> _REQUIREMENT_: Can you give the entries below again, switching every "hole" to "cutout" and changing nothing else?

========================================================================

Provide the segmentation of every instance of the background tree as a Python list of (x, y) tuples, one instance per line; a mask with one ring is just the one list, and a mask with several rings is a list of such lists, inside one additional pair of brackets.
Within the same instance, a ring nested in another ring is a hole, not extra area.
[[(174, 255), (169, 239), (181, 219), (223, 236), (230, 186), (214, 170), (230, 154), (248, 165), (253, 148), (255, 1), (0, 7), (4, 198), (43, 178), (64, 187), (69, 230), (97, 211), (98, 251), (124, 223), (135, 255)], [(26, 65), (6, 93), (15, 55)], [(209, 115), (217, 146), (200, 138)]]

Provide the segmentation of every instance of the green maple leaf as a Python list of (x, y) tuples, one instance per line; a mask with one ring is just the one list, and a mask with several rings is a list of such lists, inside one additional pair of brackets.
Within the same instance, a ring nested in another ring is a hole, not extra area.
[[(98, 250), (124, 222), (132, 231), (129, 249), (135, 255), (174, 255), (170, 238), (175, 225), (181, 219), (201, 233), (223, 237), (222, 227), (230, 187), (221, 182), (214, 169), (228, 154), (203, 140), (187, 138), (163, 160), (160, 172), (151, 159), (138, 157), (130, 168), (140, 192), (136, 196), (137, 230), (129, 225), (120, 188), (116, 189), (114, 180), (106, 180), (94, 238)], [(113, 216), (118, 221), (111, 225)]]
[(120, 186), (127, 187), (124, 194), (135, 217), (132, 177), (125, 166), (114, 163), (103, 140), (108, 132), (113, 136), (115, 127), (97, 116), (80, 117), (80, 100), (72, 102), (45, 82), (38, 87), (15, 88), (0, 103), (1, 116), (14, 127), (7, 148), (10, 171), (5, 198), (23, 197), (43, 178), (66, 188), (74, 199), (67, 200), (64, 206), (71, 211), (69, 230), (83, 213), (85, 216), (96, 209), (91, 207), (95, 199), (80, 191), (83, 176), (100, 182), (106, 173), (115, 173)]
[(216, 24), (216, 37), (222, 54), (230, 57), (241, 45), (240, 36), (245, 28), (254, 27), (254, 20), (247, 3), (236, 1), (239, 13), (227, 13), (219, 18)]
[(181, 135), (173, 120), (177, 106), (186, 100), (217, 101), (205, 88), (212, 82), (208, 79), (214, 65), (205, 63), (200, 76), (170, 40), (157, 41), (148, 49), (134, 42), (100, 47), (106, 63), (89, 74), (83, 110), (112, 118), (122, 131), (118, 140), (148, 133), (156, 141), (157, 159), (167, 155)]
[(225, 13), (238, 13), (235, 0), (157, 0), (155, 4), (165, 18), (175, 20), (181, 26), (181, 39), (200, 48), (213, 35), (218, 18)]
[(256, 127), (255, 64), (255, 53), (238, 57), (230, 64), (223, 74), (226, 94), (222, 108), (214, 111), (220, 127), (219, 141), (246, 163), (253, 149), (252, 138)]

========================================================================

> _SOLUTION_:
Provide the segmentation of every instance of the background tree as a Python list of (x, y) tuples, one instance per line; a mask with one ring is just the one list, and a mask with several rings is a list of such lists, inside one additional pair of brackets.
Within the same instance, a ring nested in another ring is a cutout, not extra area.
[[(174, 255), (169, 239), (181, 219), (223, 236), (230, 186), (214, 170), (230, 154), (248, 165), (253, 148), (255, 1), (0, 7), (4, 198), (43, 178), (64, 187), (69, 230), (97, 211), (98, 251), (124, 223), (135, 255)], [(26, 65), (6, 93), (15, 55)], [(209, 115), (217, 146), (200, 138)]]

Provide the segmentation of every instance of the green maple leaf as a Python list of (x, y) tuples, one instance per line; a mask with one ring is just the one list, and a mask with several rings is a list of such lists, inside one additional pair of brackets.
Within the same instance, a ring nested in another ring is a cutout, not extra area.
[[(98, 250), (124, 222), (132, 231), (129, 249), (135, 255), (174, 255), (170, 238), (175, 225), (181, 219), (201, 233), (223, 237), (222, 227), (230, 187), (221, 182), (214, 169), (228, 154), (203, 140), (187, 138), (163, 160), (160, 172), (151, 159), (138, 157), (130, 168), (140, 192), (136, 196), (137, 230), (129, 225), (120, 188), (116, 189), (114, 180), (106, 180), (94, 238)], [(113, 216), (118, 221), (111, 225)]]
[(120, 186), (127, 187), (124, 194), (135, 217), (132, 177), (125, 166), (114, 163), (103, 140), (108, 132), (113, 136), (115, 127), (97, 116), (80, 117), (80, 100), (72, 102), (45, 82), (38, 87), (15, 88), (0, 103), (1, 116), (14, 127), (7, 148), (10, 171), (5, 198), (23, 197), (43, 178), (66, 188), (74, 199), (67, 200), (64, 206), (71, 211), (69, 230), (83, 213), (85, 216), (96, 209), (91, 207), (95, 199), (80, 191), (83, 176), (100, 182), (106, 173), (115, 173)]
[(216, 24), (216, 37), (222, 54), (230, 57), (241, 45), (240, 36), (245, 28), (254, 27), (254, 20), (247, 3), (236, 1), (239, 13), (227, 13), (219, 18)]
[(181, 135), (173, 120), (177, 106), (186, 100), (217, 101), (205, 88), (212, 82), (208, 79), (214, 65), (205, 63), (200, 76), (170, 40), (157, 41), (148, 49), (134, 42), (100, 47), (106, 63), (89, 74), (83, 110), (112, 118), (122, 131), (118, 140), (148, 133), (156, 141), (157, 159), (167, 155)]
[(225, 13), (238, 13), (235, 0), (157, 0), (155, 4), (165, 18), (175, 20), (181, 26), (181, 39), (200, 48), (213, 35), (218, 18)]
[(256, 127), (255, 64), (255, 53), (238, 57), (230, 64), (223, 74), (226, 94), (222, 108), (214, 111), (220, 127), (219, 141), (246, 163), (253, 149), (252, 138)]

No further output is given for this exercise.